HDP, COMME « HONNEUR », « DÉMOCRATIE » ET « PAIX » !
25 mars 2021 at 2:47 Laisser un commentaire
Dans la longue série d’atteintes à la démocratie dont il se rend systématiquement coupable, le président turc est en train de franchir un pas d’une gravité exceptionnelle.
Non content de poursuivre sans relâche la persécution du HDP, le grand parti progressiste (souvent qualifié de façon réductrice de « parti pro-kurde »), emprisonnant son emblématique fondateur, Sélahattin Demirtas, et nombre de ses dirigeant.es et élu.es , destituant ses maires, pourchassant ses militant.es ou sympathisant.es, il envisage aujourd’hui ni plus ni moins que l’interdiction pure et simple de ce parti ! Un procureur turc vient, en effet, de saisir la plus haute Cour du pays pour faire condamner le HDP pour « terrorisme » afin de le faire disparaître de l’échiquier politique.
Pourquoi cet acharnement de la part d’Erdogan contre la troisième force politique de Turquie ? « Les membres du HDP s’efforcent, par leurs déclarations et leurs actes, de détruire l’union indivisible entre l’Etat et la nation », ânonne le procureur dans la langue de bois nationaliste du pouvoir.
Cette « union indivisible » n’est rien d’autre que la négation des doits des nombreuses minorités du pays. Quant à « l’Etat », c’est le pouvoir d’Erdogan.
La « nation » est ainsi sommée d’épouser sans broncher la vision ultra-conservatrice de la Turquie professée par son « Chef », tant sur le plan religieux que politique. Ce discours nous renvoie à un épisode-clé de la diabolisation du HDP, il y a bientôt 6 ans.

============================================================

_EXERCICE 1_:
Dans le texte sur le HDP, qui est présenté comme le fondateur emblématique du parti ?
_EXERCICE 2_:
Prolongez le texte sur le HDP à partir de sa dernière phrase.

============================================================

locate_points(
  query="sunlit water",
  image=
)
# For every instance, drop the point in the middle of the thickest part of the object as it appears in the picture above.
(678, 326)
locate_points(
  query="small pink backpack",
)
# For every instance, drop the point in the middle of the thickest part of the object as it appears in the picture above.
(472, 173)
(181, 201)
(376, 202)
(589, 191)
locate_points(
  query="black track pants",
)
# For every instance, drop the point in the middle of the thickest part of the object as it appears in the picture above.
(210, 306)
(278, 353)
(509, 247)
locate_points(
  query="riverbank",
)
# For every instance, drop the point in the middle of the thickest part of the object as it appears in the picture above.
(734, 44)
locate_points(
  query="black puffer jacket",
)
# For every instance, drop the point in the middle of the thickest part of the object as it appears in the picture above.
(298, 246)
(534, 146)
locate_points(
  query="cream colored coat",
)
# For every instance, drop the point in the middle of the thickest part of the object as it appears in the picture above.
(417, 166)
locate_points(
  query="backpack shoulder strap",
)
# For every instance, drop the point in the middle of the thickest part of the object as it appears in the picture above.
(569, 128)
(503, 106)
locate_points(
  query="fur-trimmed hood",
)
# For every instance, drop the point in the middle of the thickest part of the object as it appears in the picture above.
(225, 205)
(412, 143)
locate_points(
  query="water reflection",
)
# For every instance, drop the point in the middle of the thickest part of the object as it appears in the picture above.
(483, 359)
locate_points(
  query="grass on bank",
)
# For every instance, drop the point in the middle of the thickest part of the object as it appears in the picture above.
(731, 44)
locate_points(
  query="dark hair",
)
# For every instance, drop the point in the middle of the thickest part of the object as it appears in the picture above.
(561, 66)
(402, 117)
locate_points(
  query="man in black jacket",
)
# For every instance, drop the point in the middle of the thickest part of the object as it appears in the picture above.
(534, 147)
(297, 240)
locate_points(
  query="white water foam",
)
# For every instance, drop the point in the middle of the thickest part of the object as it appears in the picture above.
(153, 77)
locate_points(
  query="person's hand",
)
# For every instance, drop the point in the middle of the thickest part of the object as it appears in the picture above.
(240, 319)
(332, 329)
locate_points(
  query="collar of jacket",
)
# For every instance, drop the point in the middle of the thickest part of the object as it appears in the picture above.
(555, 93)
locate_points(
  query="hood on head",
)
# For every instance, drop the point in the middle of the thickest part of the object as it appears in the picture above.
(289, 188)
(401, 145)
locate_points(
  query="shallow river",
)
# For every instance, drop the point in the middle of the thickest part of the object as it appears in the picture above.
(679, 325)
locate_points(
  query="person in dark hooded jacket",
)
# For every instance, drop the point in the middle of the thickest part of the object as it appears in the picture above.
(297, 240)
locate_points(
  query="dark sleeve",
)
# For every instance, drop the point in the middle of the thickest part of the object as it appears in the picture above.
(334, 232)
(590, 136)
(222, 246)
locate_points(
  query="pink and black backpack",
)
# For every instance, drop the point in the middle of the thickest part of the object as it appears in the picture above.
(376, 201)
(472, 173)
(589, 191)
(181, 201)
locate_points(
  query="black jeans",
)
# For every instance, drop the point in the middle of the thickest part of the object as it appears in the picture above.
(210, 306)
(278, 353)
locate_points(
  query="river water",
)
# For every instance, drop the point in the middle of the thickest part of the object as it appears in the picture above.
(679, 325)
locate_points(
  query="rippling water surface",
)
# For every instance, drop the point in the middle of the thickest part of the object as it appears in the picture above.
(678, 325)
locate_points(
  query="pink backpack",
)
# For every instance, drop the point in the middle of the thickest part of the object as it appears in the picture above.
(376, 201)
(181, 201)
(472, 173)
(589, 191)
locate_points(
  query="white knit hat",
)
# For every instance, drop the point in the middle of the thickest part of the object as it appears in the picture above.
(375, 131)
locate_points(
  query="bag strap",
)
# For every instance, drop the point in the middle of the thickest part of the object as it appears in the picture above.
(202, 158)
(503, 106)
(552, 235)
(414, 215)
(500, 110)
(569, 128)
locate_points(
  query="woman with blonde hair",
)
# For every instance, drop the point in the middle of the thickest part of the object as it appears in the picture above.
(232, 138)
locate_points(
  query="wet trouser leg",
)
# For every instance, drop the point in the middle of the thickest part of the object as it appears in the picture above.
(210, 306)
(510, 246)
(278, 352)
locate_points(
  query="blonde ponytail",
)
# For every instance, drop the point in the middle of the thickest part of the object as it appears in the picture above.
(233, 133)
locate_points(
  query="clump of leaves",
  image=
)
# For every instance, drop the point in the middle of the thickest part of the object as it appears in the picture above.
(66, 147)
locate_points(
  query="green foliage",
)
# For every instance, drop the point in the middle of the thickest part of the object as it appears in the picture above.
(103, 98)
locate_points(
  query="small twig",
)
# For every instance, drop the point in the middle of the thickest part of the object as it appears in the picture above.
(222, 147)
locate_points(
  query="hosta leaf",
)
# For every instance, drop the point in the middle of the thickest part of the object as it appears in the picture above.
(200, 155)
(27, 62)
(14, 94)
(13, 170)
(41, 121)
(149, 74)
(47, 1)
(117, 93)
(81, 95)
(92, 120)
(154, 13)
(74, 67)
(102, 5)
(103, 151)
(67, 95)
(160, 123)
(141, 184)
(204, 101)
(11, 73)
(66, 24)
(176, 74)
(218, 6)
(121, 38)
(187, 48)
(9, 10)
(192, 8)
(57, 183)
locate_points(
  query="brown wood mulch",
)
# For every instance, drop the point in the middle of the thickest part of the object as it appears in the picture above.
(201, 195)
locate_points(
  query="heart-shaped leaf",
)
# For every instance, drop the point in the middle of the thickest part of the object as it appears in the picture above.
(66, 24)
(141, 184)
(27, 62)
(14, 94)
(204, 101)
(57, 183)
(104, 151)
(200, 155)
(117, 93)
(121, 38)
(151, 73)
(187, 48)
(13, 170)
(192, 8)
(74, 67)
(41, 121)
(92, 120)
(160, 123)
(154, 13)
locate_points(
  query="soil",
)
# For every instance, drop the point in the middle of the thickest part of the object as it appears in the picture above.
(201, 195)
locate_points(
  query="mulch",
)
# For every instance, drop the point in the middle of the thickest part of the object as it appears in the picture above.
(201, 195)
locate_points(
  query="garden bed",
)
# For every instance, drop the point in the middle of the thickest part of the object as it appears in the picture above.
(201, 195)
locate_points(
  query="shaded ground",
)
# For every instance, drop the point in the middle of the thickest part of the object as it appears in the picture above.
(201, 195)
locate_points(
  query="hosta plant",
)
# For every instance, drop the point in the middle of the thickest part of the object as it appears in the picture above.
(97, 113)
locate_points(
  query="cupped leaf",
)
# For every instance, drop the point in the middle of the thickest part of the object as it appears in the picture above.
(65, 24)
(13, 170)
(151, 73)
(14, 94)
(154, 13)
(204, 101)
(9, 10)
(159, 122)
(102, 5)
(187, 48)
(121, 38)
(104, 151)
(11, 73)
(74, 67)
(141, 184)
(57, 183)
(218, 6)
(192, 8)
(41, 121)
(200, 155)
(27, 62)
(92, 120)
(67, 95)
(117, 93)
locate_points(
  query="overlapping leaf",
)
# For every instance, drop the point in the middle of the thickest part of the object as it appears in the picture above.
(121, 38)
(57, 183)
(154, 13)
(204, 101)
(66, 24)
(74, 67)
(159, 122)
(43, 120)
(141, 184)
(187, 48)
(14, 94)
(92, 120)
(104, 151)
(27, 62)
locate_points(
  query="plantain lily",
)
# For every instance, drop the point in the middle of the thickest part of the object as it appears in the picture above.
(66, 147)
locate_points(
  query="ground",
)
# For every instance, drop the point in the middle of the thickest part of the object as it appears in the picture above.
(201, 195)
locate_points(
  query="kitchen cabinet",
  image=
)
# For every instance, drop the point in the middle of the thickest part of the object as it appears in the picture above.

============================================================

_RÉPONSE ATTENDUE 1_:
Sélahattin Demirtas.

_RÉPONSE ATTENDUE 2_:
Aux élections législatives de juin 2015 -censées consacrer la toute-puissance du patron de la Turquie- , Erdogan subit sa première défaite après 13 ans de pouvoir sans partage : il perd la majorité absolue, indispensable pour changer la Constitution et ouvrir la voie à la présidentialisation du régime. Et l’auteur de ce crime de lèse-majesté s’appelle Sélahattin Demirtas ! À la tête du HDP, il vient de permettre à ce jeune parti -créée en 2012- de franchir ( largement ) la barre historique des 10% et d’envoyer du même coup 80 députées et députés au Parlement ! Les premières paroles de ce charismatique avocat défenseur des droits de l’homme, devenu un leader politique brillant, cultivé et moderne, résument bien la nature de l’antagonisme entre Erdogan et son principal opposant : « C’est la victoire commune de tous les peuples opprimés : turc, kurde, arabe, caucasien, arménien, bosniaque ; de toutes les ethnies de ce pays, de tous les peuples discriminés qui veulent vivre libres et penser librement » affirme d’emblée Demirtas ! Et, de fait, le HDP se révèle un ferment d’ouverture unique en Turquie : les femmes y exercent , à l’égal des hommes, des responsabilités jusqu’au plus haut niveau; toutes les minorités y jouissent de droits égaux et la jeunesse qui s’était révoltée en masse pour la démocratie dans le parc de Gezi, à Istanbul, deux ans auparavant, se reconnaît enfin dans un parti.
Pour Erdogan, c’est un défi rédhibitoire : de ce jour date sa volonté de détruire le HDP et tous ceux et celles qui le font vivre au quotidien. Aujourd’hui, il rêve de lui asséner le coup de grâce (1).
C’est dire l’urgence d’une solidarité aussi forte que large pour ce parti qui est l’honneur de la Turquie, et l’espoir d’un avenir fait de démocratie et de paix dans ce grand pays.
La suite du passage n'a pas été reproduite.